→ **Reading passage**
===
Co-primary outcomes were the measurement of vaginal squeeze force by a perineometer and the measurement of musculus levator ani defects by ultrasound (LUG) [262728293031].
Secondary outcomes were questionnaire (POPD-6 and UDI-6) results, Pelvic Organ Prolapse Quantification (POP-Q) measurements, a digital survey of pelvic floor muscle strength, and serum zinc concentrations. These were performed immediately following delivery and at 6 weeks after delivery.
The POPDI-6 and UDI-6 were used to assess subjective pelvic floor symptoms [32]. To specify the severity of pelvic floor distress symptoms, patient response options ranged from 0 (“no symptoms”) to 4 (“quite a bit”). To calculate the score, the mean score of answered items within each component was multiplied by 25 to obtain the scale score (range 0–100).
For statistical analyses, we used SigmaStat/SPSS software. Descriptive statistics were calculated for all variables of interest. Means and standard deviations (SDs) were calculated for continuous outcomes. Frequency and percentage were calculated for categorical outcomes. Student's t-test was used to compare the mean values between the 2 groups. Paired t-test was used to compare paired data, which were obtained at baseline and at 6 weeks (zinc levels, questionnaires). Frequencies were analyzed by Fisher's exact test. This study had adequate power to detect a difference after 46 patients' enrollment. Power analysis was performed based on our pilot study, which revealed that the threshold for a weak pelvic floor muscle is ≤17 cm H2O as measured by our perineometer. To have a power of 80% and a significance level of 5% to detect a 40% difference in the rate of weak vaginal squeeze pressure, a sample size of 46 patients was required, with 23 patients in each arm of our randomized clinical trial (RCT). Statistical significance was defined as a P-value <0.05 using 2-tailed tests.
Fig. 1 summarizes the assessment for eligibility, randomization, allocation, and exclusions of participants. Of the 113 women screened, 66 met entry criteria and were randomized to treatment or control groups. Fifty-three women completed the trial. Of the 47 participants who were excluded, 10 did not meet inclusion criteria, and 37 decided not to participate in the trial. Thirty-four women were randomly assigned to the control group and 32 to the treatment group.
===
[Excerpts from a dataset]
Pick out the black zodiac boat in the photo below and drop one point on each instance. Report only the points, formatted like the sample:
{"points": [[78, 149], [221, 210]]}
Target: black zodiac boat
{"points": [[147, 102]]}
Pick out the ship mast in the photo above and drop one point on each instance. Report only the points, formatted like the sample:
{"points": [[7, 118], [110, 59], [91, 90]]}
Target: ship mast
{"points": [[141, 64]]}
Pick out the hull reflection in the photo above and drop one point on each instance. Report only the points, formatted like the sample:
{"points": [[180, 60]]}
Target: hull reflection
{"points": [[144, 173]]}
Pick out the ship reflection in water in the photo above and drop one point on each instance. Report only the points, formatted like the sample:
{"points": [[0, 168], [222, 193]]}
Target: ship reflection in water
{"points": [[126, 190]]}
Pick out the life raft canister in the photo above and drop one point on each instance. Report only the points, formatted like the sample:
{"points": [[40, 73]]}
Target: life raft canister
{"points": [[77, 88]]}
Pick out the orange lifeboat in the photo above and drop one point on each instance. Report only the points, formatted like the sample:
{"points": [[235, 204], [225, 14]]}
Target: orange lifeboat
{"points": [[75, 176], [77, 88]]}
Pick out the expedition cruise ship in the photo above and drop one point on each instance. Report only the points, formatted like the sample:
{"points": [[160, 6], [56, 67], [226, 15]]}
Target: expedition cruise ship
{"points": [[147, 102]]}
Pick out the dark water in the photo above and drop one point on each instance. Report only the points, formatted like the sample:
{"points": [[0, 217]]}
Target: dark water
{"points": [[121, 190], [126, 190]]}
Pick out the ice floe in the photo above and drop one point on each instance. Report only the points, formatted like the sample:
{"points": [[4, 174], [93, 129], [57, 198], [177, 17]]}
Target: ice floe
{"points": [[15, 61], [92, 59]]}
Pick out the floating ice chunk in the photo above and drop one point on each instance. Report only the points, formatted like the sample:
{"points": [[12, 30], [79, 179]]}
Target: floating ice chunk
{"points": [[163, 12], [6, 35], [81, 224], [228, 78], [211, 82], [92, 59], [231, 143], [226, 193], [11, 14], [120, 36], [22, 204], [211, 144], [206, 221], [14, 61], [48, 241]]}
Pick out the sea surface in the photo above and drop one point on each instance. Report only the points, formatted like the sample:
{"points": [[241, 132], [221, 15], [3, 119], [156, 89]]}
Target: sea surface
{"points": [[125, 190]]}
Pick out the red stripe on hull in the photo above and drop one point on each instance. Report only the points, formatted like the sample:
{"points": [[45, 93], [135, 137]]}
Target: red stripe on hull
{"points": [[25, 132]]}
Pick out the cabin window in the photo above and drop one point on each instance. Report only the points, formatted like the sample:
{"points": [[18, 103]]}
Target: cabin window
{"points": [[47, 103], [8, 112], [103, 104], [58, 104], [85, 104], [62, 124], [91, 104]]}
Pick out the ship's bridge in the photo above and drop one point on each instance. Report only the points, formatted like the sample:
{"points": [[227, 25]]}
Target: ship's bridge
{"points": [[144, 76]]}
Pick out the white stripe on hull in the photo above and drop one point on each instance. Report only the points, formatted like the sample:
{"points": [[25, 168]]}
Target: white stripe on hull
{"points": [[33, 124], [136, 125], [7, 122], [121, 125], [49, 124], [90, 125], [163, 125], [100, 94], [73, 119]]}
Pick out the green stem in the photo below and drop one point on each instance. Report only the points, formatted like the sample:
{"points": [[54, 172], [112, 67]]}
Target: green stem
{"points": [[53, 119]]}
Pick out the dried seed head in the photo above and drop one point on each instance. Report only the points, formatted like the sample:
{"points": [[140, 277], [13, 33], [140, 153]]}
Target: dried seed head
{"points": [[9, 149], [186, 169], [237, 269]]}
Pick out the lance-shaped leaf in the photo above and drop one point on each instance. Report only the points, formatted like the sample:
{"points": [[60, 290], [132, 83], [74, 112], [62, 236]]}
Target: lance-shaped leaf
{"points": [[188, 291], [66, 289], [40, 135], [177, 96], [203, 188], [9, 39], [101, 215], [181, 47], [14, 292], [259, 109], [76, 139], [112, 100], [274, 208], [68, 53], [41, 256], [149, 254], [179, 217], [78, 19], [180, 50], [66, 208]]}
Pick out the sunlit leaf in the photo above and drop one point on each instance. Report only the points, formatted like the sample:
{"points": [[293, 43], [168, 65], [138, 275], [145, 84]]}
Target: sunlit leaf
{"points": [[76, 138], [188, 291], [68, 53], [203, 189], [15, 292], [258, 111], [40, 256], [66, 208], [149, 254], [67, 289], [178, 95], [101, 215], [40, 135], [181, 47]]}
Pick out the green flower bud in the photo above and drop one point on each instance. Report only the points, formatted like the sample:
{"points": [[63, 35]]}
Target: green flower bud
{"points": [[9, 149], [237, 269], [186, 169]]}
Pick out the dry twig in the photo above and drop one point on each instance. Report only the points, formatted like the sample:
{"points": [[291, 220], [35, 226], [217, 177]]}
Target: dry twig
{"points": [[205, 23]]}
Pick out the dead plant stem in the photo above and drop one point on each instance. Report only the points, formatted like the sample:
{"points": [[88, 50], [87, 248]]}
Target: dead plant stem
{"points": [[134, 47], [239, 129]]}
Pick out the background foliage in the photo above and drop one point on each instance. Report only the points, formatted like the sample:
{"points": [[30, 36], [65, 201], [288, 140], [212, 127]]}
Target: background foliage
===
→ **What this exercise asks**
• 1. Name every statistical test that the passage on the pelvic floor study says was used to compare data.
• 2. In the passage on the pelvic floor study, write out the text from "Co-primary outcomes were" to "weeks after delivery.".

→ **Task results**
• 1. Student's t-test, paired t-test, and Fisher's exact test.

• 2.
Co-primary outcomes were the measurement of vaginal squeeze force by a perineometer and the measurement of musculus levator ani defects by ultrasound (LUG) [262728293031].
Secondary outcomes were questionnaire (POPD-6 and UDI-6) results, Pelvic Organ Prolapse Quantification (POP-Q) measurements, a digital survey of pelvic floor muscle strength, and serum zinc concentrations. These were performed immediately following delivery and at 6 weeks after delivery.